Task objective:
The entries should be given again in full. Alter nothing.

Source data:

*-*-*

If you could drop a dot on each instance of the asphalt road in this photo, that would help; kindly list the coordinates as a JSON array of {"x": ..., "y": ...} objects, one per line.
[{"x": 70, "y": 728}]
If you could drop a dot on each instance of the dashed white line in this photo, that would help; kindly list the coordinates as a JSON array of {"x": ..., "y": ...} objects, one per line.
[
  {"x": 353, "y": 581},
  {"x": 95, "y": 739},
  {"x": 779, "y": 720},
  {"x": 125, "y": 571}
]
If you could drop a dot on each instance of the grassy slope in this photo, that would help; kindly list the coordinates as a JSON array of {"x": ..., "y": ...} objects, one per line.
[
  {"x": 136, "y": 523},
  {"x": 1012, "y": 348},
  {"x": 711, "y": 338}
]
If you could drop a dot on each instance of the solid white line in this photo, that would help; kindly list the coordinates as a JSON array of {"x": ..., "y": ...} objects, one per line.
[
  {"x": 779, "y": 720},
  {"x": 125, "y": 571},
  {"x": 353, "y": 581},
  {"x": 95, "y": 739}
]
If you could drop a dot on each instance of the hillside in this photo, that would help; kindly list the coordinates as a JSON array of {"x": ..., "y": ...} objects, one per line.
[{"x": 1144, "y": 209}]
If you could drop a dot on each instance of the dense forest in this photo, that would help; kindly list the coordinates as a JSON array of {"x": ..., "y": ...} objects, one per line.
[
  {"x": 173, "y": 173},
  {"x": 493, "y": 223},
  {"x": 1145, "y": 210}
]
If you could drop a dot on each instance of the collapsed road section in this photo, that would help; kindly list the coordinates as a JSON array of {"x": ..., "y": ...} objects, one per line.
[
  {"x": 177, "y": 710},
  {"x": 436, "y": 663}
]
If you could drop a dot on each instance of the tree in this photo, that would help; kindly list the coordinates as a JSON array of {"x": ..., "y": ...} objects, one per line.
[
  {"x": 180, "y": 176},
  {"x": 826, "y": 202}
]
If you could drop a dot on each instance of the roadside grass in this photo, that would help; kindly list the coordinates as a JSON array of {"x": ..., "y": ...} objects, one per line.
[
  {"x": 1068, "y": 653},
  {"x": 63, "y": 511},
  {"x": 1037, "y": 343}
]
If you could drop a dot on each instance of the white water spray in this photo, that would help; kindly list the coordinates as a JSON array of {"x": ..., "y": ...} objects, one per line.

*-*-*

Answer to the problem:
If you could drop a dot on each instance of the asphalt road in this photo, that would help; kindly list the coordinates as a JSON array of {"x": ..., "y": ...} objects, one per line.
[{"x": 70, "y": 728}]
If you could drop a dot on each instance of the dashed white line in this photo, that would help; kindly list the coordinates as a JSON array of {"x": ..., "y": ...} objects, one per line.
[
  {"x": 353, "y": 581},
  {"x": 95, "y": 739},
  {"x": 779, "y": 720},
  {"x": 125, "y": 571}
]
If you could drop a dot on each instance of the grassy slope in this photo, that would help; kindly list the coordinates as a JSON array of {"x": ..., "y": ...} objects, one per line.
[
  {"x": 136, "y": 523},
  {"x": 1012, "y": 348},
  {"x": 711, "y": 338}
]
If you could drop a dot on each instance of the solid white line in this photo, that would help; kindly list the coordinates as a JSON array of {"x": ..., "y": ...} objects, one per line.
[
  {"x": 779, "y": 720},
  {"x": 125, "y": 571},
  {"x": 353, "y": 581},
  {"x": 95, "y": 739}
]
If you could drop a dot on each instance of the hillside in this photo, that would help; kindly list the coordinates as a JSON array of {"x": ..., "y": ...} objects, one per line.
[{"x": 1144, "y": 209}]
If you could drop a dot on each instance of the dense forest in this photo, that would help; kindly list the coordinates as a JSON array of {"x": ..., "y": ...} objects, one per line.
[
  {"x": 173, "y": 173},
  {"x": 493, "y": 223},
  {"x": 1145, "y": 210}
]
If you could drop a dot on each instance of the collapsed road section in this photo, that would help; kindly list the coordinates as a JSON array of {"x": ..., "y": ...} objects, one per line.
[
  {"x": 177, "y": 710},
  {"x": 436, "y": 663}
]
If you could drop a dot on each instance of the tree in this photo, that would help; kindly list the coordinates as a JSON array of {"x": ..., "y": ...} objects, one per line.
[
  {"x": 180, "y": 176},
  {"x": 826, "y": 202}
]
If you could drop a dot on each instance of the roadside grass in this photo, that would help; kindly list the coordinates as a JSON array of {"x": ..., "y": ...} objects, one per line.
[
  {"x": 1068, "y": 653},
  {"x": 63, "y": 511},
  {"x": 1037, "y": 343}
]
If you could drop a dot on each instance of the white water spray in this photo, that would help; kindly list the coordinates as a JSON array of {"x": ..., "y": ...} objects, one per line.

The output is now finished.